▸ **Textauszug**
--*--
Interpretation "Die Verwandlung" von Franz Kafka (Seite 2)
Seine Gedanken über die Misslichkeit seiner Situation als Handlungsreisender, die Intrigen in der Firma oder das Misstrauen des Chefs ignorieren die Tatsache der Verwandlung. Während der gesamten Erzählung, also bis zu seinem Tode, bleibt Gregors Bewusstsein unverändert. Er muss sich zwar an die neuen anatomischen Gegebenheiten gewöhnen, doch fühlt, denkt und redet er, wenn auch für Außenstehende unverständlich, nicht anders als vorher.
--*--
▸ **Bereitgestellte Angaben**

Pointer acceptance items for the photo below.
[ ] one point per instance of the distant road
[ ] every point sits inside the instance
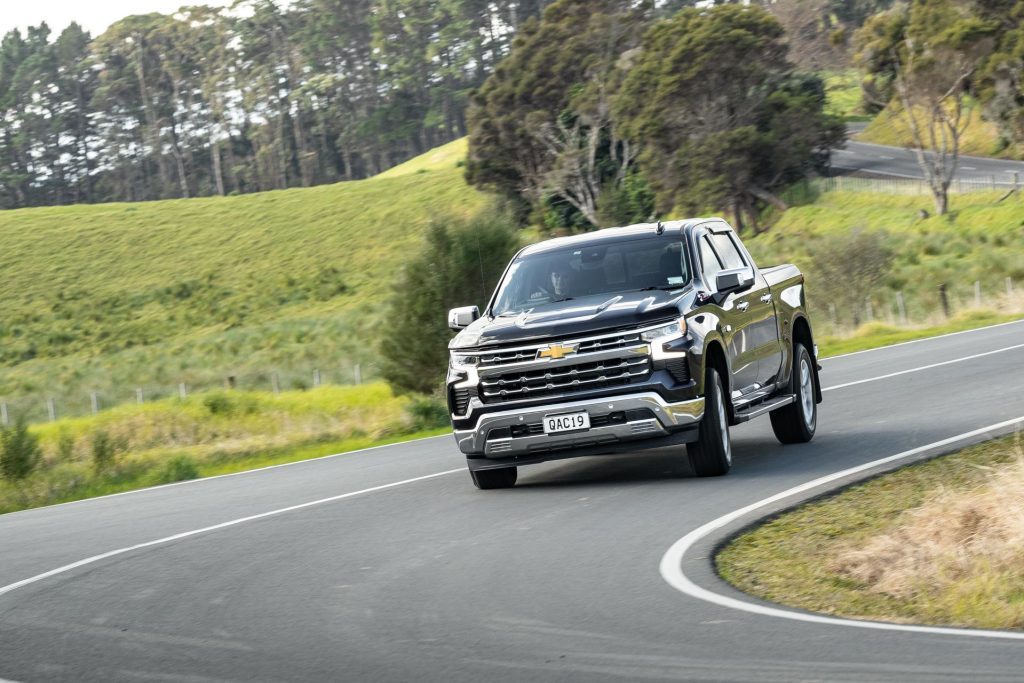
--*--
▸ **Aufgabe A**
Gib den Abschnitt des Textauszugs, der mit den Worten „Seine Gedanken über“ beginnt und mit „anders als vorher.“ endet, erneut wieder und tausche dabei „Handlungsreisender“ gegen „Vertreter“ aus.
▸ **Aufgabe B**
Führe die Interpretation zu Kafkas „Die Verwandlung“ im Anschluss an ihren letzten Satz weiter.

▸ **Lösung A**
Seine Gedanken über die Misslichkeit seiner Situation als Vertreter, die Intrigen in der Firma oder das Misstrauen des Chefs ignorieren die Tatsache der Verwandlung. Während der gesamten Erzählung, also bis zu seinem Tode, bleibt Gregors Bewusstsein unverändert. Er muss sich zwar an die neuen anatomischen Gegebenheiten gewöhnen, doch fühlt, denkt und redet er, wenn auch für Außenstehende unverständlich, nicht anders als vorher.

▸ **Lösung B**
Und wie sah dieses Vorher aus? Die Mutter gibt in Gegenwart des Prokuristen eine kurze Auskunft: "Wie würde denn Gregor sonst einen Zug versäumen! Der Junge hat ja nichts im Kopf als das Geschäft. Ich ärgere mich schon fast, daß er abends niemals ausgeht; jetzt war er doch acht Tage in der Stadt, aber jeden Abend war er zu Hause. Da sitzt er bei uns am Tisch und liest still die Zeitung oder studiert Fahrpläne. Es ist schon eine Zerstreuung für ihn, wenn er sich mit Laubsägearbeiten beschäftigt."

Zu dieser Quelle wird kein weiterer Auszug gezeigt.